[Exercise directions] Transcribe the records below in full; pictures stay out of the copy.

[Supplied material]
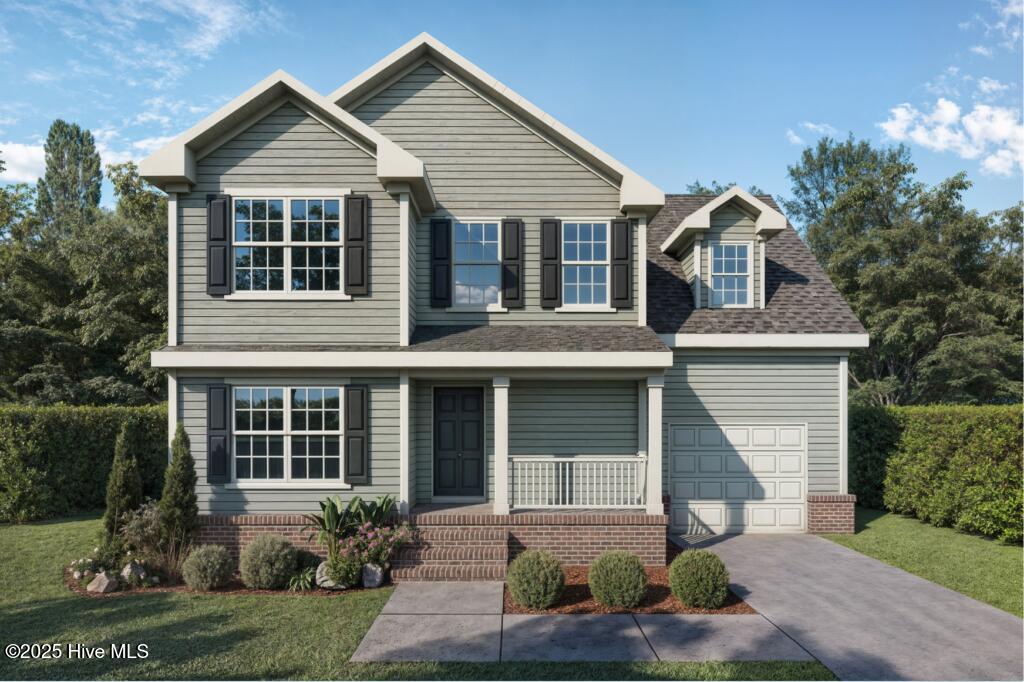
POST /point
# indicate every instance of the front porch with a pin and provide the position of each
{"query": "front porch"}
(472, 542)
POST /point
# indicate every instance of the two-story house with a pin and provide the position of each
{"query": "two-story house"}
(424, 286)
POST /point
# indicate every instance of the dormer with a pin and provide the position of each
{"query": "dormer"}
(721, 249)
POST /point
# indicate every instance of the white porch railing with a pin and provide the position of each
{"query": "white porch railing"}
(578, 482)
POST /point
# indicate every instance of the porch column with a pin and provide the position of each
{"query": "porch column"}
(501, 444)
(654, 385)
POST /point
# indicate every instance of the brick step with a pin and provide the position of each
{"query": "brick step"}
(432, 554)
(462, 536)
(449, 571)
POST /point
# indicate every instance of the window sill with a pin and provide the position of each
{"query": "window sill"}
(586, 308)
(287, 485)
(269, 296)
(494, 307)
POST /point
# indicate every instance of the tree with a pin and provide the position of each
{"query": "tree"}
(70, 188)
(716, 188)
(178, 506)
(937, 286)
(124, 487)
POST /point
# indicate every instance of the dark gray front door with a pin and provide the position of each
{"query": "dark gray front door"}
(459, 441)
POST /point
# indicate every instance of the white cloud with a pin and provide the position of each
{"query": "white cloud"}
(25, 163)
(818, 128)
(993, 133)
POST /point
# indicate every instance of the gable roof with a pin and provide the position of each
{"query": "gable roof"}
(801, 299)
(174, 164)
(635, 192)
(767, 220)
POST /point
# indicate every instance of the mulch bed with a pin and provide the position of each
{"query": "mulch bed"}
(578, 599)
(233, 589)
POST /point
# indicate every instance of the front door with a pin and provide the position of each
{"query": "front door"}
(459, 442)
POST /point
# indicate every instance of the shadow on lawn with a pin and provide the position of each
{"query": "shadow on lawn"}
(172, 631)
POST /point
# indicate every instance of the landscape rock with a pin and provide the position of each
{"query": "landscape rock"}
(324, 582)
(102, 584)
(373, 576)
(133, 572)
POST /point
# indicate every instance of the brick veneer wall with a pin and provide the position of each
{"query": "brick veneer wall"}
(830, 513)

[Reply]
POST /point
# indicate every instance of the front porch with a pin and provide the position of each
{"query": "front porch"}
(472, 542)
POST /point
# indicate every instance of the two-story house with a pin and provide the position of each
{"query": "two-story house"}
(424, 286)
POST /point
# indicate every instance of the dormer with a pin and provide the position of each
{"query": "dormer"}
(721, 249)
POST /point
# indicate every instance of the white porch railing with a pin and provide the position of each
{"query": "white porch railing"}
(578, 482)
POST /point
# indicate every instance of the porch column with a pin and provide the position of each
{"query": "porch column"}
(501, 444)
(654, 385)
POST /point
# indicate every instance of the brick step with a pin and provide the position of each
{"query": "brick step"}
(432, 554)
(462, 536)
(449, 571)
POST /point
# indicate every instance of the window sill with a pin and provide the position of each
{"query": "window sill"}
(586, 308)
(287, 485)
(269, 296)
(494, 307)
POST /point
# indicate every instance of the tree with a pin and provide the position of each
{"query": "tree"}
(70, 188)
(716, 188)
(178, 506)
(937, 286)
(124, 487)
POST /point
# indicate every instance of the dark gray front door with a pin and provide the position of each
{"query": "dark gray front door"}
(459, 441)
POST /point
# indicate every instance of the white cloud with a pin and provide the position of each
{"query": "white cloud"}
(25, 163)
(818, 128)
(993, 133)
POST /point
# indicate every instance of the gable roof with a pin and provide the position of each
{"query": "gable roof"}
(801, 299)
(174, 164)
(635, 192)
(767, 220)
POST /point
# indicate every instance of the mulch bed with a pin and provide the position of each
{"query": "mulch bed"}
(578, 599)
(233, 589)
POST /point
# indicate every instance of the front door with a pin and provide the position of each
{"query": "front door"}
(459, 442)
POST /point
# indicate every instance of the shadow on lawn with a pin and provide the position of each
{"query": "shadow on lawn"}
(172, 631)
POST /point
# indicate every instance of the landscape rock with a pin and provide the position of each
{"query": "landscape rock"}
(324, 582)
(102, 584)
(373, 576)
(133, 572)
POST /point
# indicate every instance of the brick veneer wall with a pin and provide the position of each
{"query": "brick veneer wall"}
(830, 513)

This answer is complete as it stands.